(Saved entries)
************

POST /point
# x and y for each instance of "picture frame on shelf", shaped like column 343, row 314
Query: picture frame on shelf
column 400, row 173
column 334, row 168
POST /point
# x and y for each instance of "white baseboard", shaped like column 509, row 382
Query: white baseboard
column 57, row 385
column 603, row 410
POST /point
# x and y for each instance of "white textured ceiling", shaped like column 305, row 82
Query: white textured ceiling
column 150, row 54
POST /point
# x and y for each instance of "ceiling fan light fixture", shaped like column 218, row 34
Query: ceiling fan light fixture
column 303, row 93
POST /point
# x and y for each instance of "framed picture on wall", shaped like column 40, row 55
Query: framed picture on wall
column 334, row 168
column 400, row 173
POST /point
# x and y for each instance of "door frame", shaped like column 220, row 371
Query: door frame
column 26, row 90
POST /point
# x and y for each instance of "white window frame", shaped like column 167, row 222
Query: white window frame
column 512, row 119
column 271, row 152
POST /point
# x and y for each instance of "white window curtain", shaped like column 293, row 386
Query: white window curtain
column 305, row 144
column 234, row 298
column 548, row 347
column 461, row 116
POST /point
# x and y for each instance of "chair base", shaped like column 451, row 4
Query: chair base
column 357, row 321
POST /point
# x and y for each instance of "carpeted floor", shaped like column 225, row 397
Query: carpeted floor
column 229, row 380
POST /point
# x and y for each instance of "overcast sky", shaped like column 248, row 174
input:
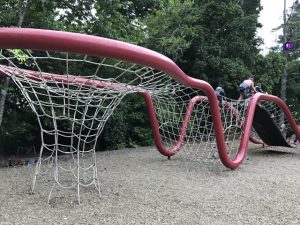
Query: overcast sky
column 271, row 17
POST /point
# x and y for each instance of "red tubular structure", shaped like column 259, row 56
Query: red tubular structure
column 46, row 40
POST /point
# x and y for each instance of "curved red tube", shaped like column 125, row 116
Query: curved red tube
column 46, row 40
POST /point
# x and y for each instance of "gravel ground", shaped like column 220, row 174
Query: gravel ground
column 140, row 186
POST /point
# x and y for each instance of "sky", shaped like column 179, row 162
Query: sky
column 271, row 17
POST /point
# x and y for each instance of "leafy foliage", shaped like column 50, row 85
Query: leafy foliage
column 209, row 39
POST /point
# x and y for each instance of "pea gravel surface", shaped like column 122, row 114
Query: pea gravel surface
column 140, row 186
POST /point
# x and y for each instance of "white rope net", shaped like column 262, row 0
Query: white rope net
column 74, row 95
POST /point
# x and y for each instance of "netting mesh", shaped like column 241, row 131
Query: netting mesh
column 74, row 95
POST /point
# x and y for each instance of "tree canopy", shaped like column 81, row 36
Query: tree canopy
column 209, row 39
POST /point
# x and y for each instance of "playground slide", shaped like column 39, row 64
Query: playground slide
column 267, row 129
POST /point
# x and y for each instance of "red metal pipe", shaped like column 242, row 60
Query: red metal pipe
column 46, row 40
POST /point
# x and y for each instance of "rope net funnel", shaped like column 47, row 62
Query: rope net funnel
column 72, row 109
column 74, row 82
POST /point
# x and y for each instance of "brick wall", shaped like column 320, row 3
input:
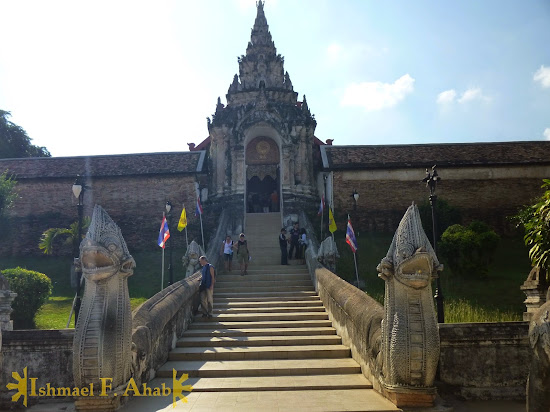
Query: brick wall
column 383, row 201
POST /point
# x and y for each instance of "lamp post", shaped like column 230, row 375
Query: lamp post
column 170, row 270
column 355, row 197
column 431, row 180
column 78, row 192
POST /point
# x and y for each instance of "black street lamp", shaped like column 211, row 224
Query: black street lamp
column 78, row 191
column 355, row 197
column 169, row 215
column 431, row 180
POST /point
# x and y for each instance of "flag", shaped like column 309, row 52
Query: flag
column 198, row 209
column 183, row 220
column 321, row 206
column 331, row 222
column 350, row 237
column 164, row 233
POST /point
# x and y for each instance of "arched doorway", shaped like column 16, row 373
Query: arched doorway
column 262, row 175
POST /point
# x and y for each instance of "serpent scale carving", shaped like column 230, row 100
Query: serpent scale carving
column 410, row 334
column 102, row 342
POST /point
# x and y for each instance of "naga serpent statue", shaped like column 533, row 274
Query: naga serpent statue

************

* Work item *
Please retype the records above starting with the line that contains "16, row 373" and stopping after the last line, changing nothing.

* Solution to this task *
# x and y for each instance of "arched doorway", shaped like column 16, row 373
Query: arched doorway
column 262, row 175
POST /point
# x and y for each instance of "serpent scale carving", shaped like column 230, row 100
Query: serpent scale carving
column 410, row 334
column 102, row 342
POST /point
# x and y for each instance of "naga serpent statue", shaped like column 533, row 274
Query: naga serpent statue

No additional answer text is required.